[Instrucciones]
**1)** Según el texto sobre Rasputín, ¿dónde y en qué año nació?
**2)** Sigue escribiendo el texto sobre Rasputín después de su última oración.

[Texto proporcionado]
□ □ □ □

El monje se ganó la confianza del zar de Rusia luego de curarlo de una enfermedad.
Grigori Yefímovich Rasputín, nació en Tobolsk, Siberia, en 1869. Reconocido por su carácter rebelde desde pequeño, se unió los jlystý o flagelantes, secta rechazada por la Iglesia ortodoxa rusa, quienes profesaban la necesidad del dolor para poder alcanzar la reconciliación con Dios.
Llegó a brindar sus servicios «místicos» a la zarina Alejandra Fiódorovna Románova, ganando su entera confianza y posteriormente la del zar Nicolás II de Rusia, gracias a la recuperación que proporcionaba al zarévich Alexis Nikoláyevich, que padecía hemofilia. Su cercana relación con la Zarina y su influencia en las decisiones de estado causaron el disgusto de la clase noble, lo que motivó la conspiración y sucesivamente el atentado mortal que se pergueñó el 30 de diciembre de 1916.
Los conspiradores fueron un puñado de nobles y militares que acordaron acabar con la vida de Rasputín en el palacio de Yusúpov. Poco antes de su muerte, el monje le escribió a la zarina diciendo que esperaba «una muerte violenta, probablemente por parte de la nobleza». Y aseguraba que, «si él moría, los zares harían lo mismo en el plazo de dos años». El zarismo cayó dos años después con la revolución bolchevique.

□ □ □ □

[Listado de datos]
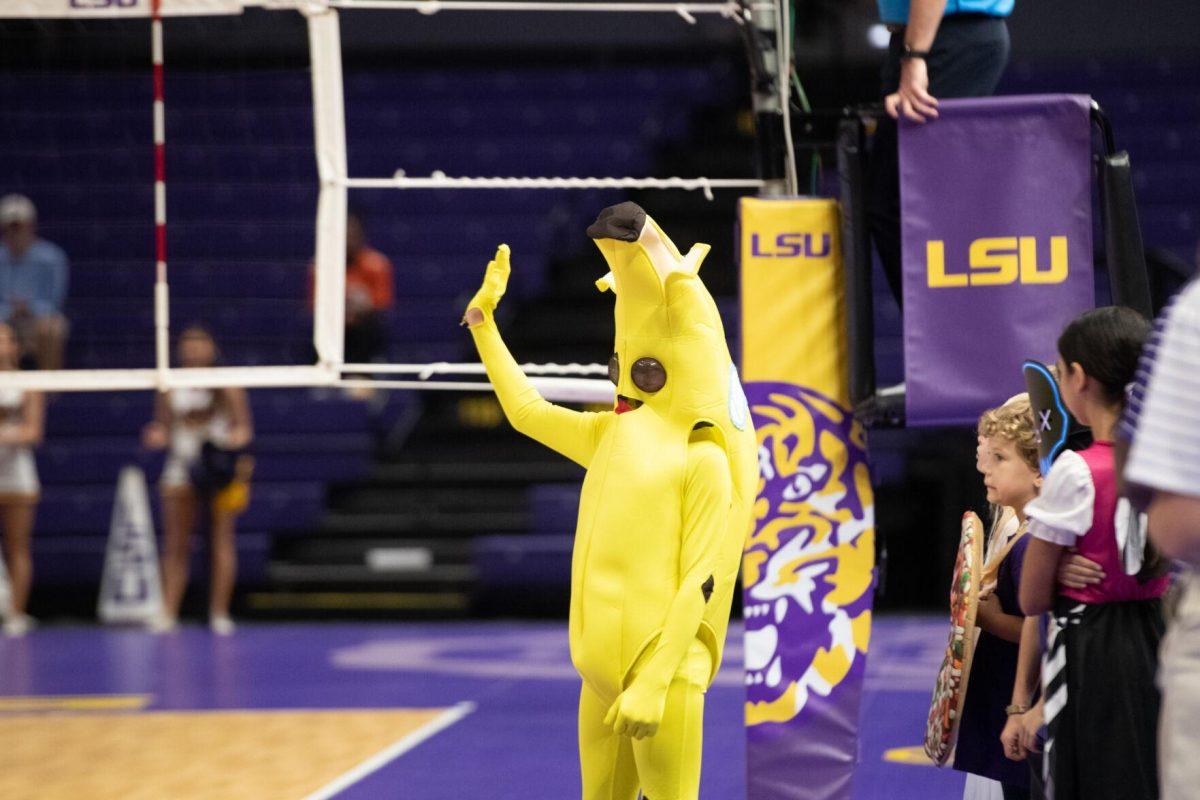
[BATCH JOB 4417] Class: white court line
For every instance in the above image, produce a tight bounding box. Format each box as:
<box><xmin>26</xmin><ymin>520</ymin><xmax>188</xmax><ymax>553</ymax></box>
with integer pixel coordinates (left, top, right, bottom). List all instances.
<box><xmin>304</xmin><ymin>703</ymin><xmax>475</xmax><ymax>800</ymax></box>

□ □ □ □

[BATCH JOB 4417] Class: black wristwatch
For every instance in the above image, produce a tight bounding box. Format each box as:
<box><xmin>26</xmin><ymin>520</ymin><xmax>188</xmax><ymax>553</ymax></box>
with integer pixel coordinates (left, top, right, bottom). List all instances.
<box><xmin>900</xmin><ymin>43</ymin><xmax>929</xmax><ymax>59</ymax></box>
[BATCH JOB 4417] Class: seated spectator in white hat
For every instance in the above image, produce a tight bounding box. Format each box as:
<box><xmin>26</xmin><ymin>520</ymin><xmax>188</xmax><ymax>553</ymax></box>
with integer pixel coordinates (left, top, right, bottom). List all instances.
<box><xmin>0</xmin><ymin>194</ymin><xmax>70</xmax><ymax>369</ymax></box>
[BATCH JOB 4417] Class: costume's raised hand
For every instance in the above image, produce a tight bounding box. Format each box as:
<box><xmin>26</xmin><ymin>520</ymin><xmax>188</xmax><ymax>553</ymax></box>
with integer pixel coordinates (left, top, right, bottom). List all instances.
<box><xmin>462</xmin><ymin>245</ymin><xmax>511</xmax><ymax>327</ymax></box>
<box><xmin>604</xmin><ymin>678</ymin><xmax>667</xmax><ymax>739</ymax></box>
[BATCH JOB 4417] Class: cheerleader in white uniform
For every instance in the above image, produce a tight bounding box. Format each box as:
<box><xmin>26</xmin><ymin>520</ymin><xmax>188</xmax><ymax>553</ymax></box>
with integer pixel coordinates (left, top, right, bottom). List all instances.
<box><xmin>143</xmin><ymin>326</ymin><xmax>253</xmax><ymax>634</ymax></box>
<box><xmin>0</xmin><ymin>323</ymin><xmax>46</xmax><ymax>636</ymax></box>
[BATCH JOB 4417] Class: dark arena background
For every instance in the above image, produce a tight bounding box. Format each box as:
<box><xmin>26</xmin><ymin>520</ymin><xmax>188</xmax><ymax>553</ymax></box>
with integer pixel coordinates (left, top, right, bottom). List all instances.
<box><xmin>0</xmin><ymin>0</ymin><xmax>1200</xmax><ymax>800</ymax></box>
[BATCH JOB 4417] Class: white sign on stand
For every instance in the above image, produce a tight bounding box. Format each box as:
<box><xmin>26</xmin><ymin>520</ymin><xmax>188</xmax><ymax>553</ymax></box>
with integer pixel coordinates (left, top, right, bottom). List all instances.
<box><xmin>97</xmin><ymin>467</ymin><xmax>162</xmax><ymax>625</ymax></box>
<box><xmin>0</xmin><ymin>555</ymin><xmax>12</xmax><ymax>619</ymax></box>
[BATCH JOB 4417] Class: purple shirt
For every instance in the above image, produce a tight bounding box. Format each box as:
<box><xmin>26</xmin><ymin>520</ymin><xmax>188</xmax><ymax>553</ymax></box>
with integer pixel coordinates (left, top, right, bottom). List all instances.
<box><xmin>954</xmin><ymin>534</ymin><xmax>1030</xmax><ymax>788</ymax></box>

□ □ □ □

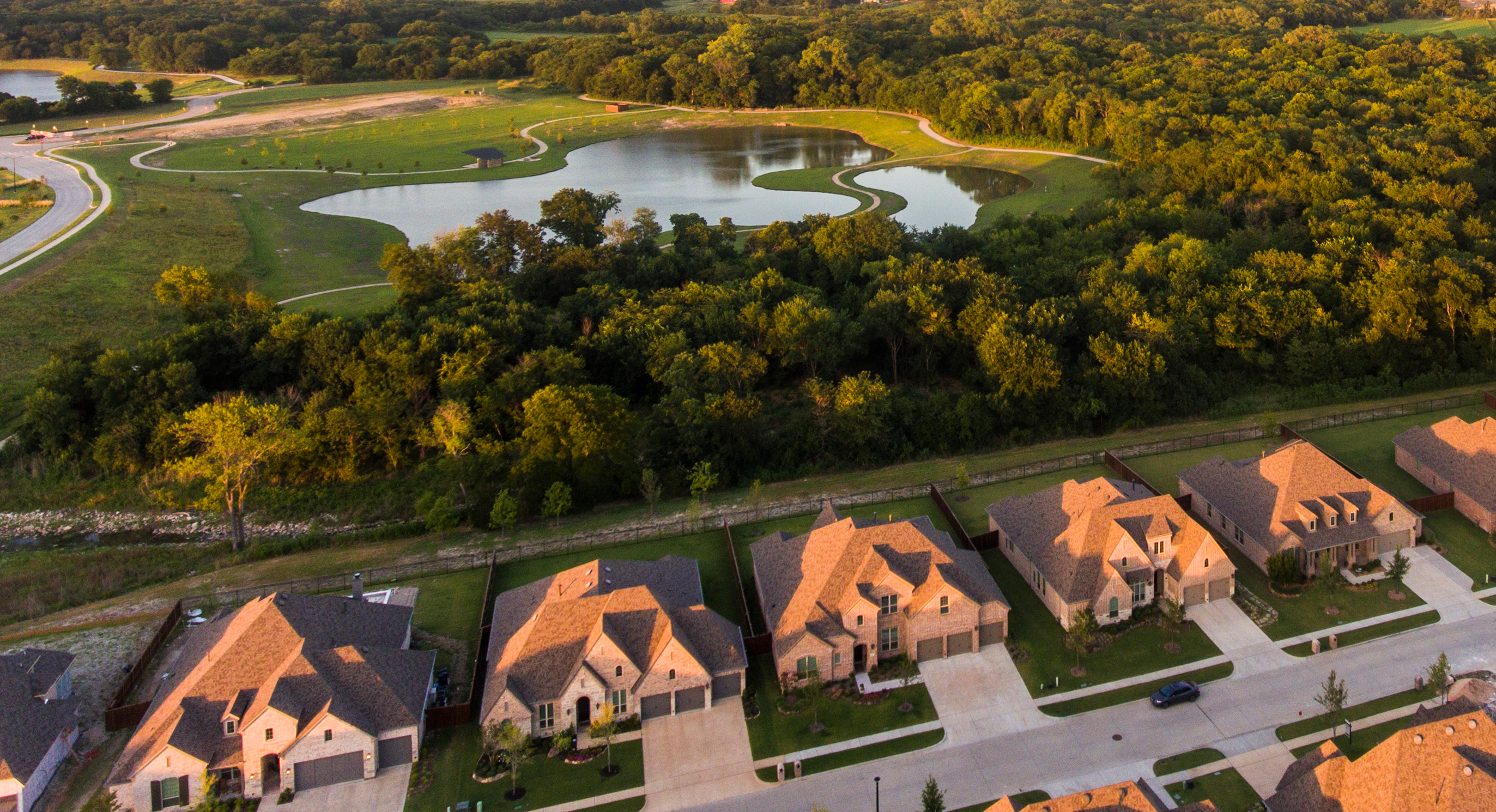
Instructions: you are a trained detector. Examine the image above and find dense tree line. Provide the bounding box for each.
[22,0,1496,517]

□ □ □ □

[Respuestas esperadas]
**1)** En Tobolsk, Siberia, en 1869.

**2)**
Luego de ser invitado por el marido de princesa Irina, Yusúpov, al palacio, intentaron envenenar su comida con cianuro, pero Rasputín tuvo solo una pequeña reacción. Hasta empezaron a creer que Rasputín era inmortal, como decían muchos mitos rusos.
Finalmente, Yusúpov bajó al sótano con su pistola y disparó varias veces al monje que, casi moribundo, lo maldijo. Rasputín escapó corriendo por la nieve pero Purishkévich, compañero de Yusúpov, logró dispararle en un hombro y luego rematarlo de un disparo en la cabeza. Posteriormente lo arrojaron al río. Lo sorprendente fue que cuando se encontró el cadáver y se realizó la autopsia, se confirmó que Rasputín había muerto por ahogamiento en el Nevá, no por el veneno ni los disparos.